**Exercise details:** From the records, report how many lines hold the word "sedan", with the number as the sole reply.
*** Opening of Material supplied ***
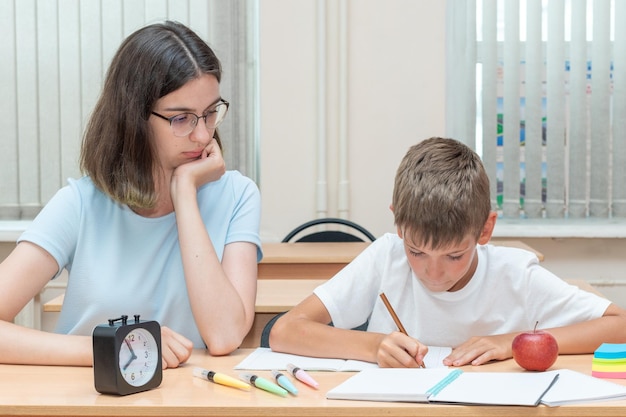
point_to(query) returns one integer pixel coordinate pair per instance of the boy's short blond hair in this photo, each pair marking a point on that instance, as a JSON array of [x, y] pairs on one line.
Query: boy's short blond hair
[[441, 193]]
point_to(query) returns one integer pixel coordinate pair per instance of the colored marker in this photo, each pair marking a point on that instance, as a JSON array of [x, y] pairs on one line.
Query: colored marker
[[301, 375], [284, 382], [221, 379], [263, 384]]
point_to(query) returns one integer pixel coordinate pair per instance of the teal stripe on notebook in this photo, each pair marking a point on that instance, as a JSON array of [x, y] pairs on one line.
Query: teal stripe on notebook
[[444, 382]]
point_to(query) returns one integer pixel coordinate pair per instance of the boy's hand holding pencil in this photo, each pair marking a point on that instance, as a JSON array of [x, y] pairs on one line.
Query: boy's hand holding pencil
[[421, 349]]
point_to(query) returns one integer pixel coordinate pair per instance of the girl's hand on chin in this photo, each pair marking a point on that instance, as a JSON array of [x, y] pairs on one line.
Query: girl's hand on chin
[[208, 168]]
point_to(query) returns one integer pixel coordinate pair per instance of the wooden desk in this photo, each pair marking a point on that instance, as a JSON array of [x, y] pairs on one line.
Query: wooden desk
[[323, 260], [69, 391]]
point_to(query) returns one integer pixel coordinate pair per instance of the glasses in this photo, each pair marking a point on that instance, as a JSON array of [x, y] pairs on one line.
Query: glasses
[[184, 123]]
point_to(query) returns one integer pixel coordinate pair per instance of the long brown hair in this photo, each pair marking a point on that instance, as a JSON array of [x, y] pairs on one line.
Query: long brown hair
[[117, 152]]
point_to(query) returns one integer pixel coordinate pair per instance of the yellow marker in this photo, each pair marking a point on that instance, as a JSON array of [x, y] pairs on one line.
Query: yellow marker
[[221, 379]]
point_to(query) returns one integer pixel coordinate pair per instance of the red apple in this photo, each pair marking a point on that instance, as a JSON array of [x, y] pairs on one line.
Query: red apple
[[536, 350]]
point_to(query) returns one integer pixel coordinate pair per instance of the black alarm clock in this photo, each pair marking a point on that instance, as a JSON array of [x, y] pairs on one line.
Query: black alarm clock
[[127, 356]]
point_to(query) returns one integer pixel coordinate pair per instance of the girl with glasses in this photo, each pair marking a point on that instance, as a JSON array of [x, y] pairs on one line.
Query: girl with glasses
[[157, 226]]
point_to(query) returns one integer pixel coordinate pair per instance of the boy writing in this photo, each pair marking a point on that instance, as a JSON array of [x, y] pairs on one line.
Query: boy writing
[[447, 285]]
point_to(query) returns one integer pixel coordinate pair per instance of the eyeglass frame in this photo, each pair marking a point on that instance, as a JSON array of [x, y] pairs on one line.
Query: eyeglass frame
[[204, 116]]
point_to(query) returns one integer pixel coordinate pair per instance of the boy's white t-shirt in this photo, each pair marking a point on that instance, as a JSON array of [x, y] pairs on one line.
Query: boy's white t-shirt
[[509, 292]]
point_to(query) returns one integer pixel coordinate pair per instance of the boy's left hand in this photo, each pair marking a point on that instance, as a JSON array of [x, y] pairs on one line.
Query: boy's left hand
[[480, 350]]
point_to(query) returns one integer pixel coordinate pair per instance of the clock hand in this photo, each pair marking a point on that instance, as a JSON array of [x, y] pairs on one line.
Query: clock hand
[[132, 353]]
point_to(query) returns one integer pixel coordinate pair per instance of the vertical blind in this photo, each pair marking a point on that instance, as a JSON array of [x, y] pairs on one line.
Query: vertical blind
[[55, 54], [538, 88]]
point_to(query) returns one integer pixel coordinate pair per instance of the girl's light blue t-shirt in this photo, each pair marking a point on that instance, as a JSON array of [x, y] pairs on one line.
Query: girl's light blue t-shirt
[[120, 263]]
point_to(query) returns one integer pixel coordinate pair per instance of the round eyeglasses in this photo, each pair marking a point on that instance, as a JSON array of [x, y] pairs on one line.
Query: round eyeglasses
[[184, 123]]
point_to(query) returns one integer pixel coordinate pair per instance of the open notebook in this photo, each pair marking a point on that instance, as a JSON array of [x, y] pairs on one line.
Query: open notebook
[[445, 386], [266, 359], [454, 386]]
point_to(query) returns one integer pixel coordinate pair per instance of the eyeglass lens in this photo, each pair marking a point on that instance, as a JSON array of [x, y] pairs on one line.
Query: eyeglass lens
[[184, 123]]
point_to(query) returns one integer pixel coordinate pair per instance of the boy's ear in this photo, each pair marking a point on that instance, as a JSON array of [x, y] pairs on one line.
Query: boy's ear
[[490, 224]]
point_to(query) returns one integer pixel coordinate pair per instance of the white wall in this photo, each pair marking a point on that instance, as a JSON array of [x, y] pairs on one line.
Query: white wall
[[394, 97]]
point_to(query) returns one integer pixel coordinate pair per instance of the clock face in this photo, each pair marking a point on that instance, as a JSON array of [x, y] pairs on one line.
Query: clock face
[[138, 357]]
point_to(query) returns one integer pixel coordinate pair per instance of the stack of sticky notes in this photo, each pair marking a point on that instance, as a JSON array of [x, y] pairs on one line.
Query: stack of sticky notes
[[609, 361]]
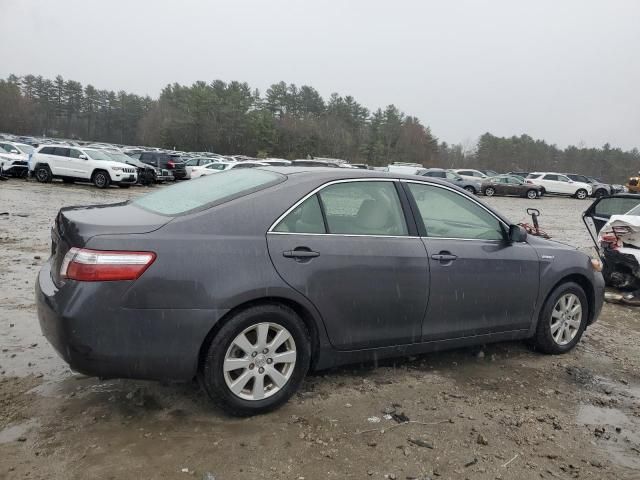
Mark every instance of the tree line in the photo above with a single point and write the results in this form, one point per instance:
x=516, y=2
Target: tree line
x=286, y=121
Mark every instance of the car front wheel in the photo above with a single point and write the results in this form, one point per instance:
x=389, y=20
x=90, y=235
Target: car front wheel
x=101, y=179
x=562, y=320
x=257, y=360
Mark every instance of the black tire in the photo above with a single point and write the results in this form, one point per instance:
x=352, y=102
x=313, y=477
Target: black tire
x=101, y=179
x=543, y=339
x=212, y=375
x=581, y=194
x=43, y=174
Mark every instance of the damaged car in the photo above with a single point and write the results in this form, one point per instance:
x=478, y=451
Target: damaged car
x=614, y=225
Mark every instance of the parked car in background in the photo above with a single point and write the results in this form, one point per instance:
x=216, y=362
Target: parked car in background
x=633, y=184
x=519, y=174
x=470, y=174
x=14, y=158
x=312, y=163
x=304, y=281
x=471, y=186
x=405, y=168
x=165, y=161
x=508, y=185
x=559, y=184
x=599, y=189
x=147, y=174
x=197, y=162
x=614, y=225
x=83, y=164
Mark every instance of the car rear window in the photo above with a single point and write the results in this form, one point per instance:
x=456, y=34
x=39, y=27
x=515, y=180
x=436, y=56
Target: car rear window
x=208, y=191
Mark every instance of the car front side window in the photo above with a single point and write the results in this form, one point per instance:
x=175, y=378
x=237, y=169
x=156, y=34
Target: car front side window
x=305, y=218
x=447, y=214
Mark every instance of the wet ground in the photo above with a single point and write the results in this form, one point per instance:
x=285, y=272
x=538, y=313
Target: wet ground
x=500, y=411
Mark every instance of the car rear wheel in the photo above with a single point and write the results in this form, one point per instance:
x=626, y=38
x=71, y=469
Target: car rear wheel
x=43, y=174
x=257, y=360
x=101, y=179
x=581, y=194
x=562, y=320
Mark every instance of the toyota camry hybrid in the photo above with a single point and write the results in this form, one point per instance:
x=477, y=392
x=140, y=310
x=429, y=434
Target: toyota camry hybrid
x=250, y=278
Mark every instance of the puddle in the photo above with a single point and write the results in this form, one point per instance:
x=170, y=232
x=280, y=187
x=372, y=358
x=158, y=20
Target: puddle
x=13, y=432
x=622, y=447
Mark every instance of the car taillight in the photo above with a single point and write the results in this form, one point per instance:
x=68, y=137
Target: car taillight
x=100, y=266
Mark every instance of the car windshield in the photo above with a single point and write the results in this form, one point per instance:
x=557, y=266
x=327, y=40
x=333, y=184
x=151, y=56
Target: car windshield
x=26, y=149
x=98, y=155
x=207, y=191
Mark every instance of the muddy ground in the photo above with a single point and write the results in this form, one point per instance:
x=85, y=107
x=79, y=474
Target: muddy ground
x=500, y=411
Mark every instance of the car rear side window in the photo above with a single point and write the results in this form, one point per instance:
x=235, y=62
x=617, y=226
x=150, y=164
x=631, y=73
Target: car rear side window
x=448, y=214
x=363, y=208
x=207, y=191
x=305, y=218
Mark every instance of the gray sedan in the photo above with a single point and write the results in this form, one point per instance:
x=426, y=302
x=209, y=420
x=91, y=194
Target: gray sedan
*** Close of Material supplied ***
**Your response:** 2